## BRIEF
Every entry that follows needs to be repeated exactly.

## EXERCISE INPUT

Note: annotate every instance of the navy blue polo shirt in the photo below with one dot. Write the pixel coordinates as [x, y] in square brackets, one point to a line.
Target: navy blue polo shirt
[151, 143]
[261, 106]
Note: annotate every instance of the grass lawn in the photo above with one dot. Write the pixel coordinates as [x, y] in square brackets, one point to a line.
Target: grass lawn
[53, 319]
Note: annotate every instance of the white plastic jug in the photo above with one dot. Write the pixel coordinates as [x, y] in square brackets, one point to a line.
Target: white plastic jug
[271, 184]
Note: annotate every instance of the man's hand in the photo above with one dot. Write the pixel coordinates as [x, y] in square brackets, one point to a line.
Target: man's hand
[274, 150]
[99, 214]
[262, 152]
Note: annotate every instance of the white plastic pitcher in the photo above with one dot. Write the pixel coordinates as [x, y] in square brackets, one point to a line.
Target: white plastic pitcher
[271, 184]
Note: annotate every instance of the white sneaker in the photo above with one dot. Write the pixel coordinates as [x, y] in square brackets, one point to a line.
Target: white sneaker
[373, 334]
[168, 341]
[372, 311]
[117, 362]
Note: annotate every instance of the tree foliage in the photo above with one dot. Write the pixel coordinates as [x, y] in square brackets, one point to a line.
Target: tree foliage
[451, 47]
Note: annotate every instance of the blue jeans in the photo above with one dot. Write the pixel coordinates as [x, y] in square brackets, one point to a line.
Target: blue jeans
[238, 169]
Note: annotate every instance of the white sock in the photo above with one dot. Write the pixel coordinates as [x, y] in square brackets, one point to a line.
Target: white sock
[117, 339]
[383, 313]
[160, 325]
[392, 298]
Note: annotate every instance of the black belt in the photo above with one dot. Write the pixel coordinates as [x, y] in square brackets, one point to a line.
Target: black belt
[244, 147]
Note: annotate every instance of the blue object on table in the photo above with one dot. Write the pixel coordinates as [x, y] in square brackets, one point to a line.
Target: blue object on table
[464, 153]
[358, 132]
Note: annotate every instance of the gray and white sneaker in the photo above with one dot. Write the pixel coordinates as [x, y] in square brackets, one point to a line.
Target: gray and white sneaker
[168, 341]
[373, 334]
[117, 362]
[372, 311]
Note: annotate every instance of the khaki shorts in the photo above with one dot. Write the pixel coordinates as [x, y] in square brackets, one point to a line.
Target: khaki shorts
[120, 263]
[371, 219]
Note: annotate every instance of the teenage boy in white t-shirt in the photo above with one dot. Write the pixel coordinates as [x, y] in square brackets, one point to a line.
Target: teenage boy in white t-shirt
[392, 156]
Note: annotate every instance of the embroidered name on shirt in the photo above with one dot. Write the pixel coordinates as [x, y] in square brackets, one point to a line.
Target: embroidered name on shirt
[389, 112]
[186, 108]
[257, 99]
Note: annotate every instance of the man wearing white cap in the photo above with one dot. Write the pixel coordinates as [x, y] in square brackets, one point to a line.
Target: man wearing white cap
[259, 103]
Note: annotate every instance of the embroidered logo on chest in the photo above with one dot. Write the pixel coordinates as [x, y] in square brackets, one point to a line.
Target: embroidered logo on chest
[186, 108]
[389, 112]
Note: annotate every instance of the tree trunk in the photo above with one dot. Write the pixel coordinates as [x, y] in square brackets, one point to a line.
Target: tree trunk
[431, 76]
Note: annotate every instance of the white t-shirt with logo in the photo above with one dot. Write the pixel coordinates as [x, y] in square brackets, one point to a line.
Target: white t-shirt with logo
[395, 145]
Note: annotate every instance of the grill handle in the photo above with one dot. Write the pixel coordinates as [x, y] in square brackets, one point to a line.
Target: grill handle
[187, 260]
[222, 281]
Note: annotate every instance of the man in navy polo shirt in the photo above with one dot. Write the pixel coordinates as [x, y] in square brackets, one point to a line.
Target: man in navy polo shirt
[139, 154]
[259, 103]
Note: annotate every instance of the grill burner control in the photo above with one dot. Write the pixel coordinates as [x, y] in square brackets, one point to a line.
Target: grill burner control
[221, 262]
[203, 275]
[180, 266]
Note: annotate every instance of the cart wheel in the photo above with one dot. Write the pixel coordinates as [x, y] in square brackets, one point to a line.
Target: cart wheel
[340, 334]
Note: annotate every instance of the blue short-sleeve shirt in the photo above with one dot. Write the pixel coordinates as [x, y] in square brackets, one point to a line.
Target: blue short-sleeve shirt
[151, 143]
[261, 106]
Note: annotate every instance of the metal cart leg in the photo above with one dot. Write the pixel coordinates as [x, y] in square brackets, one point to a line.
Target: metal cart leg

## EXPECTED ANSWER
Note: annotate every instance of the navy blue polo shirt in the photo below with one dot. Write the pixel coordinates as [x, y] in square brackets, one point to a line.
Target: navy blue polo shirt
[151, 143]
[261, 106]
Note: annotate every instance of the grass lawn in the photo above with one dot. Write the pixel coordinates as [x, y] in square brackets, one point to a line.
Target: grass lawn
[53, 319]
Note: annotate every instance of the white plastic jug in the photo above with one dot. Write the pixel coordinates as [x, y] in square brackets, one point to a line.
Target: white plastic jug
[271, 184]
Note: annotate every instance of the man's hand in the photo above with one dot. Write the pixel coordinates as [x, y] in square brackets, one point to a line.
Target: man's hand
[274, 150]
[99, 214]
[262, 152]
Note: annotate every instance of the white plastic pitcher in the photo above with one dot. Write the pixel coordinates as [x, y] in square brackets, one point to a line.
Target: white plastic pitcher
[271, 184]
Note: annotate every instance of the white sneaker in the photo above with one dot. Write the pixel coordinates as [x, y] in square brackets, one point to a line.
Target: white sneaker
[373, 334]
[168, 341]
[372, 311]
[117, 362]
Note: annotate every instance of the tree foliage in the photo above with one dot. Write the pixel coordinates as [x, y] in square brackets, one point to a line.
Target: tree foliage
[451, 47]
Note: annotate every instance of the blue jeans in the photo above with one dot. Write the pixel coordinates as [x, y] in square brackets, one point to a line.
Target: blue jeans
[238, 169]
Note: annotate every instance of the white sock in the photo above with one dot. Write the pixel coordinates as [x, y] in square brackets, one point to a line.
Target: white sock
[117, 339]
[383, 313]
[160, 325]
[392, 298]
Note: annotate every instance of the black belt in the photo above with one dot. Write the pixel coordinates as [x, y] in square brackets, one point to a line.
Target: black belt
[244, 147]
Note: annotate every instance of the blue object on table in the photo above with one dot. Write the pixel coordinates as [x, y] in square brackets, one point to a line.
Target: blue object on table
[464, 153]
[358, 132]
Note: annotate every instance of the gray and white sneaker in the photo above with one dot. Write the pixel coordinates as [x, y] in square brackets, one point to a line.
Target: gray and white sneaker
[168, 341]
[373, 334]
[117, 362]
[372, 311]
Note: annotate every instance of the khaki shorts in the photo above with one dot. Write the pixel coordinates as [x, y] in square brackets, one point to a line.
Target: khaki shorts
[120, 263]
[371, 219]
Note: annotate every instance of the teenage boy in white t-shirt in the photo above with one dot. Write the pixel coordinates as [x, y] in square brackets, one point to a line.
Target: teenage boy in white t-shirt
[392, 156]
Note: annotate every instance of the embroidered name on shirt in the photo above with one dot. Write the pixel coordinates as [x, y] in square brackets, one point to a line.
Target: embroidered name on shirt
[389, 112]
[186, 108]
[257, 99]
Note: annotate every instance of the man wearing white cap in the photo above with one dot. Write the pixel coordinates as [x, y] in square brackets, one point to a line.
Target: man wearing white cap
[259, 103]
Note: annotate every instance of the embroidered logo on chest in the photo above with one dot. Write the pixel coordinates as [x, y] in square brackets, one point to a line.
Target: embroidered logo on chest
[186, 108]
[389, 112]
Note: annotate every instance of the tree trunk in the photo above with one dot. Write the pixel coordinates as [x, y] in square brackets, one point to a line.
Target: tree trunk
[431, 76]
Note: annotate every instance of the white t-shirt with logo in the photo above with one dot. Write the pixel coordinates as [x, y] in square brackets, one point to a line.
Target: white t-shirt with logo
[395, 145]
Note: annotate every instance of the grill handle in the photo above with one dot. Write the pixel coordinates as [x, y] in square brackets, one point to a line.
Target: grill handle
[187, 260]
[222, 281]
Note: annotate every instance of the man in navy polo shirt in the photo above with one dot. Write the pixel coordinates as [x, y] in square brackets, one point to a line.
Target: man in navy polo shirt
[139, 154]
[259, 103]
Note: annotate every instance of the grill burner control in the photo above with one dot. Write the pixel coordinates as [x, y] in square brackets, one point to a line.
Target: grill burner control
[221, 262]
[203, 275]
[180, 266]
Note: annotate every instance of the cart wheel in the photo above with one dot. Write the pixel coordinates as [x, y] in square brackets, one point to a line.
Target: cart wheel
[340, 334]
Note: annotate every instance of the blue short-sleeve shirt in the photo above with one dot. Write the pixel coordinates as [x, y] in square brackets, one point to a line.
Target: blue short-sleeve shirt
[151, 143]
[261, 106]
Note: annotate every instance of the metal cart leg in the photo above with one dot. Write the pixel coordinates as [x, y] in square brackets, one point to a line.
Target: metal cart leg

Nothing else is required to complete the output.